Her horse was a four year old 17+ hh oldenburg, very beautiful, very interesting color (gray, but with chestnut flicks in a fleabitten pattern, I have no idea what it'd be called) very hot, very spooky. He definitely needed an advanced/confident rider. Even us barn help were intimidated just bringing him in from the pasture. He regularly reared, tried to bolt and spooked at the same things everyday, the barn door, the horses in the stalls, children, rocks, dogs, insects, the person leading him, etc. He wasn't mean though, thank goodness. No bitting or striking out, just a very nervous animal. If you went to his field, he would come right up to you and enjoy some petting.

She fell from him almost every time she rode him. The BO ended up riding him much more than she did. Eventually she took the horse to a different barn (I got to be the lucky one that trailered him! BO didn't have a big enough trailer) and I actually think she ended up doing much better with him with her new trainer. She came back one time to do a show and the horse was surprisingly calm and she looked happy. So at least the story has a happy ending (maybe?). I have no idea what they are doing now though.

She spent a lot of money both on him and on training fee's and board fee's at my old barn, he was there for at least two years not making much progress, both on the ground and being ridden. Plus all those falls couldn't have been good for her. It was definitely a case of being over mounted. But she loved the horse I guess!

Thinking about it now, I guess I do know quite a few riders who for whatever reason were not happy with their horses. Interestingly enough, those who had horses that didn't fit what they wanted to do (jumping, dressage, w/e) were very quick to sell their horses, but people who were over mounted hung on to that horse.

Another memorable girl- my former best friend who boarded my horses on occasion. She started out with a big gray quarter horse, but she didn't want him because she didn't like his color. Sold him and bought a dun yearling. Sent her off to training and when she got back, decided she didn't want a dun, she wanted to show on the appaloosa circuit. Sold the dun, bought an appaloosa. Had the horse in training for a few months, and then decided she wanted the dun back. Sold the appaloosa and now doesn't ride at all. When I talked to her regularly, she would still complain that she would have been amazing if she'd kept her dun horse. I'm not sure what she was looking for in a horse, it's bizarre to me that someone wouldn't like a horse just because of it's color.

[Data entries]
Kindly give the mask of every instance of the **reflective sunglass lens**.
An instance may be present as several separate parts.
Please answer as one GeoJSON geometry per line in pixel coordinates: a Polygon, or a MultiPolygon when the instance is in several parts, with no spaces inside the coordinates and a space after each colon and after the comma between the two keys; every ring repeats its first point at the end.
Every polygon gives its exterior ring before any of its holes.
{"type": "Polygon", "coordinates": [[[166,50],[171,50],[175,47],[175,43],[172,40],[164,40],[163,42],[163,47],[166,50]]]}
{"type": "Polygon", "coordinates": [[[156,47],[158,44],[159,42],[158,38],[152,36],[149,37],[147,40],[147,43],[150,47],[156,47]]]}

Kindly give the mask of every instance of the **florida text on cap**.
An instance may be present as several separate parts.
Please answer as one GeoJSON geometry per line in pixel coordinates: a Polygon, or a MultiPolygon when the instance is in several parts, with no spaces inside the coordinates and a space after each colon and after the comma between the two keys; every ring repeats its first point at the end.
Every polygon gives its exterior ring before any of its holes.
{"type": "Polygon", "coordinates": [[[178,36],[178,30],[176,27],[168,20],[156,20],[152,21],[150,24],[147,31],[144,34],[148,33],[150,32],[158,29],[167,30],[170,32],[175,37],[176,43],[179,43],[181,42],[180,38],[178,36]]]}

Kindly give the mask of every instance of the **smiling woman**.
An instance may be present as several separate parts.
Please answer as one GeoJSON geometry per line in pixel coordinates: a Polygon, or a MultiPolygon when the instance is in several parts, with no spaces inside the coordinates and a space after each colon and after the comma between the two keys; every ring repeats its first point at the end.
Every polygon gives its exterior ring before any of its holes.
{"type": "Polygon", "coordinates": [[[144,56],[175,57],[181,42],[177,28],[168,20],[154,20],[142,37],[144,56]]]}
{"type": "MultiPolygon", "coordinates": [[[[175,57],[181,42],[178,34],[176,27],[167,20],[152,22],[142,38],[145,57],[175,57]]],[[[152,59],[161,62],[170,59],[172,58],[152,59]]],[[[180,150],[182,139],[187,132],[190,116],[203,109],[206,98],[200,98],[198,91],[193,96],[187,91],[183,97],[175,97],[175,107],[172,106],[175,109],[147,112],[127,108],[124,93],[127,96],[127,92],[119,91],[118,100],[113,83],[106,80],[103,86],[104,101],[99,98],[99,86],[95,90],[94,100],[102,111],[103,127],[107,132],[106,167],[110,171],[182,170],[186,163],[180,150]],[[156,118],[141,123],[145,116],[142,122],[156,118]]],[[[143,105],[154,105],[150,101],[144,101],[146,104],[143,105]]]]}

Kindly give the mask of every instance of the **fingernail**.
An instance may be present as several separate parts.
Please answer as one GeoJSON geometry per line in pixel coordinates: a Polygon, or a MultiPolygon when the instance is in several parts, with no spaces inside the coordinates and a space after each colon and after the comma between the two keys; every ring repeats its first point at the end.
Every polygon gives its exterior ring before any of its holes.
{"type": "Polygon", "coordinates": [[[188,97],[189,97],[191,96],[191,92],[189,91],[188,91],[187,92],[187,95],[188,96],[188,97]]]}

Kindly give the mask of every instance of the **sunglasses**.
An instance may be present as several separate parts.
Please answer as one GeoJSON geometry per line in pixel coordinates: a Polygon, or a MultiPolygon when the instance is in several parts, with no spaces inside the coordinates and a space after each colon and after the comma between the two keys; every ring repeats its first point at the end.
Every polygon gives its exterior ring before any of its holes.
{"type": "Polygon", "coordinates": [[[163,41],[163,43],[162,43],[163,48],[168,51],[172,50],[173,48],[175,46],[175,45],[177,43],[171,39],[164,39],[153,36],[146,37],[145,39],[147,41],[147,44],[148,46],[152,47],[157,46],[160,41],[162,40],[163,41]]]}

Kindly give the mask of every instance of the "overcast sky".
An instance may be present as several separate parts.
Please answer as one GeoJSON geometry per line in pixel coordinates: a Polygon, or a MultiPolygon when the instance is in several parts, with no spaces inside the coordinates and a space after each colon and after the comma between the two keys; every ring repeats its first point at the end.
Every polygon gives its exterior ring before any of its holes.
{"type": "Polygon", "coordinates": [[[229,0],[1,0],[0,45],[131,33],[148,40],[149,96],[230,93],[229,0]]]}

◆ Instructions
A: Answer these questions from the post about horse owners, one per line:
(i) How old was the oldenburg horse?
(ii) For how long was the oldenburg kept at the old barn?
(iii) What kind of horse did the former best friend buy after selling the dun?
B: Output the part of the post about horse owners starting with "Thinking about it" and going on through "to that horse.".
The data entries have no connection to the post about horse owners.

◆ The replies
A:
(i) Four years old.
(ii) At least two years.
(iii) An appaloosa.

B:
Thinking about it now, I guess I do know quite a few riders who for whatever reason were not happy with their horses. Interestingly enough, those who had horses that didn't fit what they wanted to do (jumping, dressage, w/e) were very quick to sell their horses, but people who were over mounted hung on to that horse.